Stated task
Copy out each of the lines below, keeping every character the same.

Input rows
..........

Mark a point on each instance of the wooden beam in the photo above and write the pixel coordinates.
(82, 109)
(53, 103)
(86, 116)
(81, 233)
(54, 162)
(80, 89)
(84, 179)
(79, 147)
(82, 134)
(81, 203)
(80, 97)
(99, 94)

..........

Solution to this exercise
Mark a point on each instance of the wooden beam in the photo above and write the pixel coordinates.
(82, 109)
(53, 103)
(86, 116)
(81, 233)
(54, 162)
(80, 89)
(84, 179)
(79, 147)
(82, 134)
(81, 203)
(80, 97)
(99, 94)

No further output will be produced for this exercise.